* [EXERCISE AIM]
Excluding every picture, print exactly the lines from the one containing "Please drop a marker on the wooden" through the end of the material below, both ends included.

▼

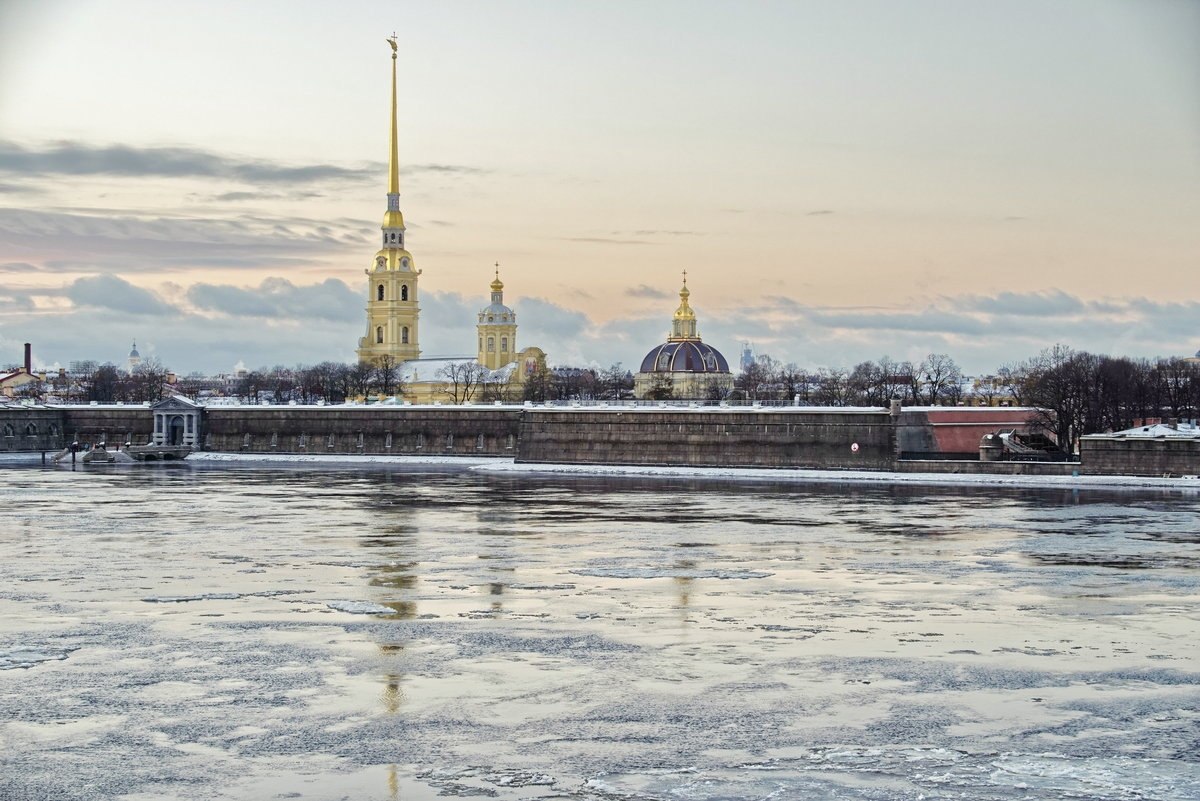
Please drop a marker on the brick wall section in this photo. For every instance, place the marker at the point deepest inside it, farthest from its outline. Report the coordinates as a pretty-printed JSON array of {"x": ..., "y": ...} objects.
[
  {"x": 766, "y": 438},
  {"x": 462, "y": 431},
  {"x": 1110, "y": 456}
]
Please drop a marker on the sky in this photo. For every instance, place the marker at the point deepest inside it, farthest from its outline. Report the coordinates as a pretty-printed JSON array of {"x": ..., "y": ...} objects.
[{"x": 840, "y": 180}]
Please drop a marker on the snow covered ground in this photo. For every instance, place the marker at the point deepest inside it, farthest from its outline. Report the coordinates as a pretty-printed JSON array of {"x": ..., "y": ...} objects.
[{"x": 405, "y": 631}]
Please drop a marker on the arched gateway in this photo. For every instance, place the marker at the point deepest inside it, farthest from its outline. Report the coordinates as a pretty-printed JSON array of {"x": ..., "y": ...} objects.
[{"x": 177, "y": 422}]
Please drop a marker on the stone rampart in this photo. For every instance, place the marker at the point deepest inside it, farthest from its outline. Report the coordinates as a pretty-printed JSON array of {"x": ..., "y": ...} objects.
[
  {"x": 450, "y": 431},
  {"x": 112, "y": 423},
  {"x": 709, "y": 437},
  {"x": 30, "y": 428},
  {"x": 1139, "y": 456}
]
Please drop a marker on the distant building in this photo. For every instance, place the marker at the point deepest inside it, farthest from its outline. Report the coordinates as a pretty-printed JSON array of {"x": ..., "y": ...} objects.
[
  {"x": 497, "y": 372},
  {"x": 133, "y": 360},
  {"x": 12, "y": 380},
  {"x": 747, "y": 356},
  {"x": 683, "y": 366}
]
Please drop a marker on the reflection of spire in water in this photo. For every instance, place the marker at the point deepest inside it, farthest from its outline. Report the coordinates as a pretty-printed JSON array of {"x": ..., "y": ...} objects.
[
  {"x": 393, "y": 693},
  {"x": 683, "y": 585}
]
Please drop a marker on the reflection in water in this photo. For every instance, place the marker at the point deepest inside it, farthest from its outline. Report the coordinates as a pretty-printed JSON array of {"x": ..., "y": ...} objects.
[
  {"x": 838, "y": 642},
  {"x": 683, "y": 582}
]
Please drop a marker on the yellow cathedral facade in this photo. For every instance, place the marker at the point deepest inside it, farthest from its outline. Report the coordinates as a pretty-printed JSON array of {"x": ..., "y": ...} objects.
[{"x": 498, "y": 371}]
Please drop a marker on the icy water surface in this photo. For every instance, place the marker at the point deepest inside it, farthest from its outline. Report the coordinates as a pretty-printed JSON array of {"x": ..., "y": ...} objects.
[{"x": 225, "y": 632}]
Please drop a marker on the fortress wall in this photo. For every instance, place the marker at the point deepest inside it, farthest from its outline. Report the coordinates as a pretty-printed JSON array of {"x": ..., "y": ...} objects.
[
  {"x": 451, "y": 431},
  {"x": 109, "y": 423},
  {"x": 707, "y": 437},
  {"x": 1111, "y": 456},
  {"x": 30, "y": 429}
]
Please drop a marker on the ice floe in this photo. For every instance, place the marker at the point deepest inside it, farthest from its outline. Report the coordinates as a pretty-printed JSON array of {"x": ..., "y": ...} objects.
[
  {"x": 24, "y": 656},
  {"x": 360, "y": 607}
]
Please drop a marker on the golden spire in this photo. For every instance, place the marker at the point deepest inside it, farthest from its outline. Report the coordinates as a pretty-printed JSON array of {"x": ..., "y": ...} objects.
[
  {"x": 394, "y": 164},
  {"x": 394, "y": 218},
  {"x": 683, "y": 326}
]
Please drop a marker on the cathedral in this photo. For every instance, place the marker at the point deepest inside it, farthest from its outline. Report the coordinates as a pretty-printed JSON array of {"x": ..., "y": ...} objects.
[{"x": 394, "y": 313}]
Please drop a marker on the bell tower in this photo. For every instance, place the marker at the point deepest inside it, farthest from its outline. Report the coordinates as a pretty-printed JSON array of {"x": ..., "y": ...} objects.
[
  {"x": 497, "y": 329},
  {"x": 393, "y": 308}
]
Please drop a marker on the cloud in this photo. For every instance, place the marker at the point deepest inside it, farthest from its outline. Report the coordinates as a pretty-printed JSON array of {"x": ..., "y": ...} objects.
[
  {"x": 280, "y": 299},
  {"x": 605, "y": 240},
  {"x": 78, "y": 158},
  {"x": 19, "y": 267},
  {"x": 125, "y": 242},
  {"x": 1027, "y": 303},
  {"x": 281, "y": 321},
  {"x": 118, "y": 295},
  {"x": 81, "y": 158},
  {"x": 645, "y": 290}
]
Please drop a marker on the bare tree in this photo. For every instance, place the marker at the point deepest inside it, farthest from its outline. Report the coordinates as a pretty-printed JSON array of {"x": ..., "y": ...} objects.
[
  {"x": 941, "y": 379},
  {"x": 463, "y": 380},
  {"x": 385, "y": 378}
]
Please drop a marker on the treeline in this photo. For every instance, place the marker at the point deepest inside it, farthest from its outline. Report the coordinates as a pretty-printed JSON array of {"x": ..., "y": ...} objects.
[
  {"x": 148, "y": 383},
  {"x": 935, "y": 380},
  {"x": 1078, "y": 392},
  {"x": 1074, "y": 391}
]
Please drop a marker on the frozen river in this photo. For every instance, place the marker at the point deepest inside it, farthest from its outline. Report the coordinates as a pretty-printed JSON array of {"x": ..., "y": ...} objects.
[{"x": 239, "y": 632}]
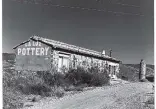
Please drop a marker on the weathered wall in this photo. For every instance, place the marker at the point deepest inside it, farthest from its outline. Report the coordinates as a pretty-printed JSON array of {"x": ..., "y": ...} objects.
[
  {"x": 33, "y": 56},
  {"x": 76, "y": 60},
  {"x": 43, "y": 58}
]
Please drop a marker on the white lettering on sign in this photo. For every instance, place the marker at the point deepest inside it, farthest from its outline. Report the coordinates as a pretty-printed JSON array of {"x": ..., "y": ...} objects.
[
  {"x": 33, "y": 51},
  {"x": 35, "y": 44},
  {"x": 33, "y": 48}
]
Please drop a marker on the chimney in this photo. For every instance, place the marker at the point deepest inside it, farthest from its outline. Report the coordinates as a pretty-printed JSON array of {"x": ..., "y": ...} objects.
[
  {"x": 103, "y": 52},
  {"x": 110, "y": 52}
]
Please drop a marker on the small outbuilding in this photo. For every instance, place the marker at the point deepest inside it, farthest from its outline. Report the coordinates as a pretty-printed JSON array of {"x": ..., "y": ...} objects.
[{"x": 42, "y": 54}]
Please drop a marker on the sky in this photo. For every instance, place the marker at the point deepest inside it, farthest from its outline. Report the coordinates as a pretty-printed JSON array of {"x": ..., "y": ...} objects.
[{"x": 130, "y": 36}]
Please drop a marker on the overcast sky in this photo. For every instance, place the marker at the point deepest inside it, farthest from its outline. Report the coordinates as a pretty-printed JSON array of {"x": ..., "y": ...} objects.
[{"x": 131, "y": 37}]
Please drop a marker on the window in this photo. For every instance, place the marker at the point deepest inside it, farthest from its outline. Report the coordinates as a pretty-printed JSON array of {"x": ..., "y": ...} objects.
[{"x": 63, "y": 62}]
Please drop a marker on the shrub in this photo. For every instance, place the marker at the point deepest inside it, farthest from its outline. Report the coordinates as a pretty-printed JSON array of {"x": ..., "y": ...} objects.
[
  {"x": 99, "y": 79},
  {"x": 80, "y": 76}
]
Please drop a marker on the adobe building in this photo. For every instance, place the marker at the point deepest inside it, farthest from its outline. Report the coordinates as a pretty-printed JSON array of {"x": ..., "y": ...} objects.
[{"x": 41, "y": 54}]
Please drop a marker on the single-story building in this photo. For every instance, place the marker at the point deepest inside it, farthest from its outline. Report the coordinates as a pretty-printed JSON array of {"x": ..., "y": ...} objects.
[{"x": 42, "y": 54}]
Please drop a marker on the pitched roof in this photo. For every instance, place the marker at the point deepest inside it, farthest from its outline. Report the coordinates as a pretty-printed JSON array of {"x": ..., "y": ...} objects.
[{"x": 65, "y": 46}]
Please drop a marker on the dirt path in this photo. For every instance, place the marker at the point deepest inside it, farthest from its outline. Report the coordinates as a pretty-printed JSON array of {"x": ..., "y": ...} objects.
[{"x": 124, "y": 96}]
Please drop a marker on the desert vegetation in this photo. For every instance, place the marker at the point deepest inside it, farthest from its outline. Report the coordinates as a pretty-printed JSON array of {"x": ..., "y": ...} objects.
[{"x": 17, "y": 86}]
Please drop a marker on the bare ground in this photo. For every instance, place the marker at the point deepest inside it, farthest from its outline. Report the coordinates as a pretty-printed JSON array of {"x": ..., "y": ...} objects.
[{"x": 121, "y": 96}]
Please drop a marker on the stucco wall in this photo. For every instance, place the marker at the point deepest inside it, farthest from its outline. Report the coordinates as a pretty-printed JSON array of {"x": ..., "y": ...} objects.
[{"x": 32, "y": 59}]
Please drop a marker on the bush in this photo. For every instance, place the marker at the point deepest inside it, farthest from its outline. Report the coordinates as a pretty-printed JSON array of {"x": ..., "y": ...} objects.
[
  {"x": 99, "y": 79},
  {"x": 80, "y": 76}
]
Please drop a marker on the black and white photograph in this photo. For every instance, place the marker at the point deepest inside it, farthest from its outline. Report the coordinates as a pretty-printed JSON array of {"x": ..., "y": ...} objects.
[{"x": 78, "y": 54}]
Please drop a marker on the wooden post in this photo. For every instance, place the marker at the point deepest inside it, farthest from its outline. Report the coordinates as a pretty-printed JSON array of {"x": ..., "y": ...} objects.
[{"x": 142, "y": 72}]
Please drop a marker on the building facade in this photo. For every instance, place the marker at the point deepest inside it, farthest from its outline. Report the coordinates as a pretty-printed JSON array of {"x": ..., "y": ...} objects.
[{"x": 41, "y": 54}]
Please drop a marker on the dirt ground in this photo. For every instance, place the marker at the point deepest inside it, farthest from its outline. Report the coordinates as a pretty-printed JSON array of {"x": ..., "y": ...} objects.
[{"x": 121, "y": 96}]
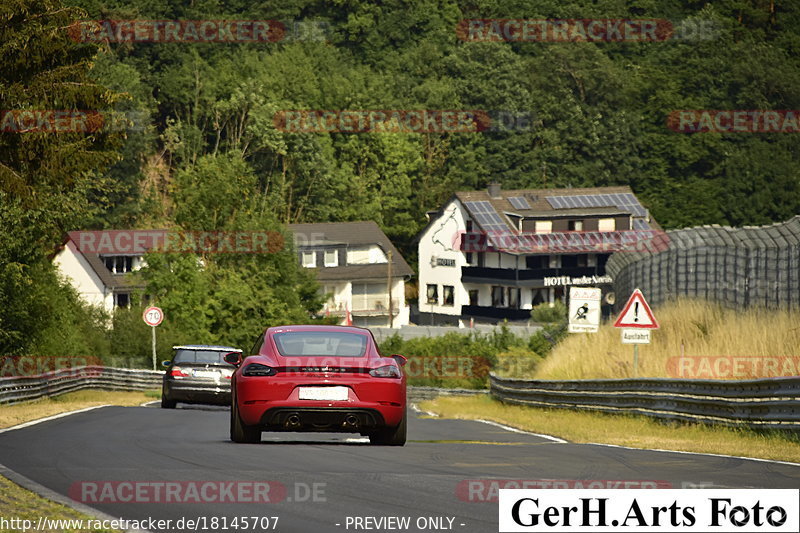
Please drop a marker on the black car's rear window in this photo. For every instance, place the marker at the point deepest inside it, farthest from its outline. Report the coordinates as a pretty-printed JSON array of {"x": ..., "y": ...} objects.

▲

* [WORKED SOLUTION]
Please drop a marker on the wooden post in this photo. For every instance, place the marker at the point deepest inside it, farthest from its outline. Report the coordinates as a pretty-printed JSON array of {"x": ..., "y": ...} objects.
[{"x": 142, "y": 72}]
Please drop a marker on the building facade in this photo. For every instance, place the marker at the point deepest inside it, farthest from its outline. Report the coordinates as a pretty-printed JSON array of {"x": ..., "y": ...} objects.
[{"x": 41, "y": 54}]
Please drop a marker on the dirt ground in this photo. For every instance, place the marker at the point deepest inside it, farthest from its outline. Report the coordinates as a pretty-printed JSON array of {"x": ..., "y": ...} objects.
[{"x": 121, "y": 96}]
Please drop a marker on the black car's rear window in this photo. For every instance, place the marker at the point deepest inside it, farthest from its outline. Report the coordinates as a pretty-printed JSON array of {"x": ..., "y": ...} objects.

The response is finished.